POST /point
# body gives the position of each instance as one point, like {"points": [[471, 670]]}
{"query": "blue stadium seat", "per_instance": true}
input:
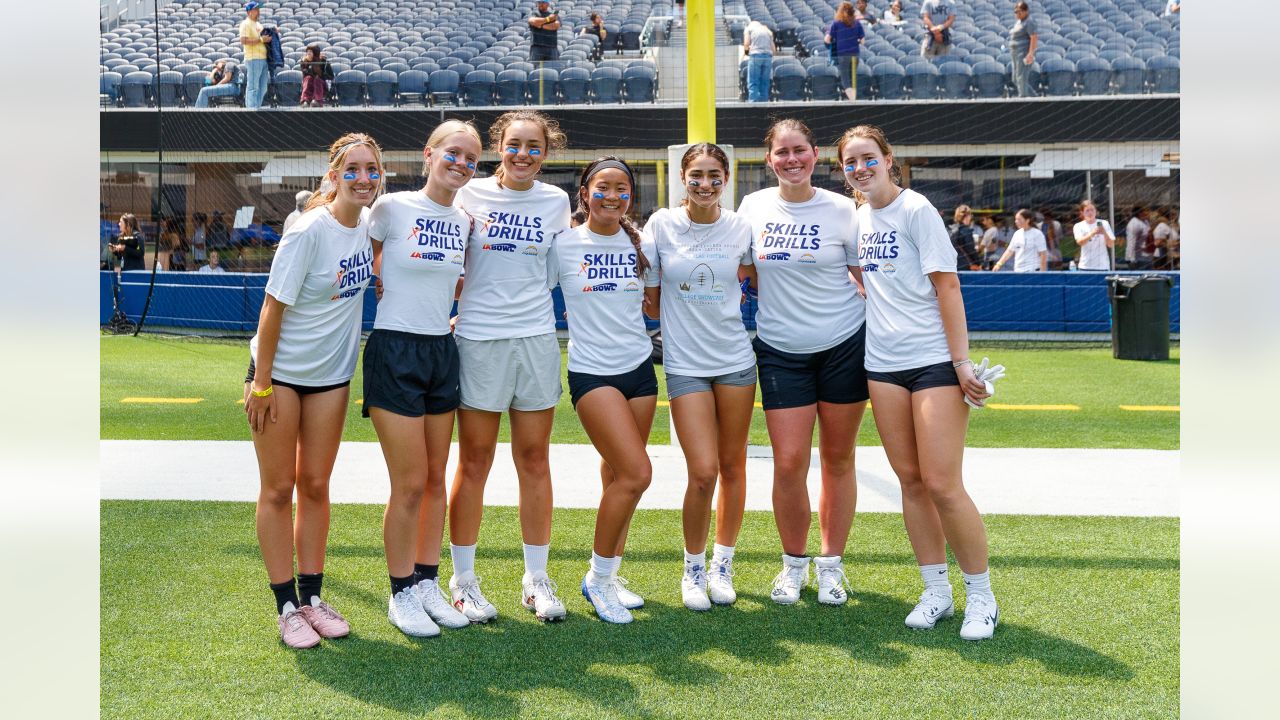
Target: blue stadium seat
{"points": [[478, 89], [1095, 76], [1162, 73], [350, 87], [511, 87], [607, 85], [575, 85], [640, 82], [412, 87], [955, 80], [1059, 74], [922, 77], [380, 86]]}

☆ ☆ ☆ ☆ ☆

* JOUW OPDRACHT:
Geef alle regels van de records hierboven opnieuw, de verzoeken inbegrepen, en verlaag daarbij elke coördinaat in de antwoorden met 121. Laat de afbeeldingen weg uit je antwoord.

* OPLOSSING:
POST /point
# body gives the position of each instance as one point, like {"points": [[471, 670]]}
{"query": "blue stadium seat", "per_instance": true}
input:
Target: blue stadium seat
{"points": [[357, -32], [974, -45], [1041, -48], [229, -34], [390, -34], [486, -36], [454, -36], [519, -39], [291, -34], [834, -41], [938, -47], [801, -44], [259, -35]]}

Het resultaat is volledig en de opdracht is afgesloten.